-- Listed records follows --

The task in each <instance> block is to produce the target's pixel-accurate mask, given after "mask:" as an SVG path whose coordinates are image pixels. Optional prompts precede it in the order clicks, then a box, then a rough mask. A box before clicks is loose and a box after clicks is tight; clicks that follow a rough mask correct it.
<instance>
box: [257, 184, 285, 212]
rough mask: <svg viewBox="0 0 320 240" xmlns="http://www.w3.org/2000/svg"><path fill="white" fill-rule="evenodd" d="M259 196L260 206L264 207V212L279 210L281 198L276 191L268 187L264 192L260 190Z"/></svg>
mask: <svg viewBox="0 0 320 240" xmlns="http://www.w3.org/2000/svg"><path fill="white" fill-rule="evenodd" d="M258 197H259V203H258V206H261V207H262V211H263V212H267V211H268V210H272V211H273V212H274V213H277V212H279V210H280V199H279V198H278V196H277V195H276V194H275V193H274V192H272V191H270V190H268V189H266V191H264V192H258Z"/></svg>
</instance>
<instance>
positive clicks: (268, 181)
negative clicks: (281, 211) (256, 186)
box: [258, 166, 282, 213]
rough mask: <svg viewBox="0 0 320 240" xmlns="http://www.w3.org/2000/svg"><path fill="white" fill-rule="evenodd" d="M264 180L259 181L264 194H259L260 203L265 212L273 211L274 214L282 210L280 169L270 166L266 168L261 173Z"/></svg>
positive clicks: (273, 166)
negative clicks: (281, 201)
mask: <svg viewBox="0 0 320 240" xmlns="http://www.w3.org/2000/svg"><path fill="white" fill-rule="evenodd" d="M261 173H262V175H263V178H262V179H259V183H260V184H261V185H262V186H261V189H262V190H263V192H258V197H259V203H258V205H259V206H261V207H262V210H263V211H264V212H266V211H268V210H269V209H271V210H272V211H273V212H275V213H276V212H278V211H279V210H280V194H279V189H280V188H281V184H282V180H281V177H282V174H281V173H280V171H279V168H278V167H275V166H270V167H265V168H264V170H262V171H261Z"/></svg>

-- Listed records concluded --

**Task directions**
Each of the records is to be repeated word for word.

**Result for this task**
The task in each <instance> block is to produce the target's pixel-accurate mask, given after "mask:" as an SVG path whose coordinates are image pixels. Optional prompts precede it in the order clicks, then a box, then a rough mask. A box before clicks is loose and a box after clicks is tight; clicks that follow a rough mask correct it.
<instance>
box: [257, 184, 285, 212]
rough mask: <svg viewBox="0 0 320 240" xmlns="http://www.w3.org/2000/svg"><path fill="white" fill-rule="evenodd" d="M259 196L260 206L264 207V212L279 210L281 198L276 191L268 187L264 192L260 190Z"/></svg>
mask: <svg viewBox="0 0 320 240" xmlns="http://www.w3.org/2000/svg"><path fill="white" fill-rule="evenodd" d="M258 197H259V203H258V206H261V207H262V211H263V212H267V211H268V210H272V211H273V212H274V213H277V212H279V210H280V199H279V198H278V196H277V195H276V194H275V193H274V192H272V191H270V190H268V189H266V191H264V192H258Z"/></svg>
</instance>
<instance>
positive clicks: (268, 181)
negative clicks: (281, 211) (256, 186)
box: [258, 166, 282, 213]
rough mask: <svg viewBox="0 0 320 240" xmlns="http://www.w3.org/2000/svg"><path fill="white" fill-rule="evenodd" d="M264 180L259 181L264 194H259L260 203L265 212L273 211L274 214L282 210L280 169L270 166L266 168L261 173Z"/></svg>
positive clicks: (273, 166)
negative clicks: (281, 201)
mask: <svg viewBox="0 0 320 240" xmlns="http://www.w3.org/2000/svg"><path fill="white" fill-rule="evenodd" d="M261 173H262V175H263V178H262V179H259V183H260V184H261V185H262V186H261V189H262V190H263V192H258V197H259V203H258V205H259V206H261V207H262V210H263V211H264V212H266V211H268V210H269V209H271V210H272V211H273V212H275V213H276V212H278V211H279V210H280V194H279V189H280V188H281V184H282V180H281V177H282V174H281V173H280V171H279V168H278V167H275V166H270V167H265V168H264V170H262V171H261Z"/></svg>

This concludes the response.